▸ **GOAL OF THE EXERCISE**: Taking the listing below, restate word for word each line from the line with "Each instance of the concrete" to the line with "Each instance of the standing", ends included, and stop there.

▸ **DATA FOR THE TASK**:
◆ ◆ ◆
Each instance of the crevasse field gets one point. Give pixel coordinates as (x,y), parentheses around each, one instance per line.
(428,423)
◆ ◆ ◆
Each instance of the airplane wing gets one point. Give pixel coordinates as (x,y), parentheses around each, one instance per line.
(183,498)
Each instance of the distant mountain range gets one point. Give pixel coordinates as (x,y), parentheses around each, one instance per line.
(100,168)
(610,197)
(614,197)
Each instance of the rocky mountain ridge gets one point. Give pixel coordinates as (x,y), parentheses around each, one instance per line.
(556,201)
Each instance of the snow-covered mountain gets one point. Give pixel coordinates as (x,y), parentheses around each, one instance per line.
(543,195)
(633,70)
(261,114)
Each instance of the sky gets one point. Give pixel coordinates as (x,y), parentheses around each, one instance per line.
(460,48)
◆ ◆ ◆
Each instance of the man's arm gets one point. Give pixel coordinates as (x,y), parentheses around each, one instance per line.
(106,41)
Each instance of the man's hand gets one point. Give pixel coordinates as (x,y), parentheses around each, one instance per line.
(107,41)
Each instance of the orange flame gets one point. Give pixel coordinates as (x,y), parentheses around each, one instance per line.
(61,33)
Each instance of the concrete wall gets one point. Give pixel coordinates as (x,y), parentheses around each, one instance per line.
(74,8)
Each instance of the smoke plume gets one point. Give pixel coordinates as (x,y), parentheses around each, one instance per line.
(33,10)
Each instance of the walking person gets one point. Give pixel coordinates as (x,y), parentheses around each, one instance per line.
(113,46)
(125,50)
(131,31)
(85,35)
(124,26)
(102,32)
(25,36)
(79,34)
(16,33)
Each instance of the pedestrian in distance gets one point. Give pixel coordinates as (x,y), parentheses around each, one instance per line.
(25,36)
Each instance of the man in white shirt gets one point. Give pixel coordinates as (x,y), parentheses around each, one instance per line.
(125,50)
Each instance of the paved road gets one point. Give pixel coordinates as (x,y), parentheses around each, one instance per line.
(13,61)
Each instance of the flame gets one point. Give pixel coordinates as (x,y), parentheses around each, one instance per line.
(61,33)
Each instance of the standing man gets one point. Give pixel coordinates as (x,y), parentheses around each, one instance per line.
◆ ◆ ◆
▸ **WRITTEN RESPONSE**:
Each instance of the concrete wall gets one point. Give pixel coordinates as (x,y), parentheses around each, one instance per line.
(74,8)
Each instance of the smoke plume gets one point. Give pixel coordinates as (x,y), parentheses around each, one instance per line.
(33,10)
Each instance of the walking person gets one point. Give pixel coordinates as (x,y), parentheses around each, one instance per line.
(113,46)
(125,50)
(131,31)
(85,35)
(124,26)
(102,32)
(25,36)
(79,34)
(16,33)
Each instance of the pedestrian in distance gets one point. Give pixel coordinates as (x,y), parentheses around each, one instance per line.
(25,36)
Each instance of the man in white shirt gets one point. Give pixel coordinates as (x,y), parentheses around each, one instance per line.
(125,50)
Each instance of the paved road gets one point. Give pixel coordinates as (x,y), parentheses around each, one instance per line.
(13,61)
Each instance of the flame gets one point. Give pixel coordinates as (x,y), parentheses around each, one instance per line.
(61,33)
Each instance of the standing man gets one point. Give pixel coordinates as (x,y), parentheses around each, one instance per line.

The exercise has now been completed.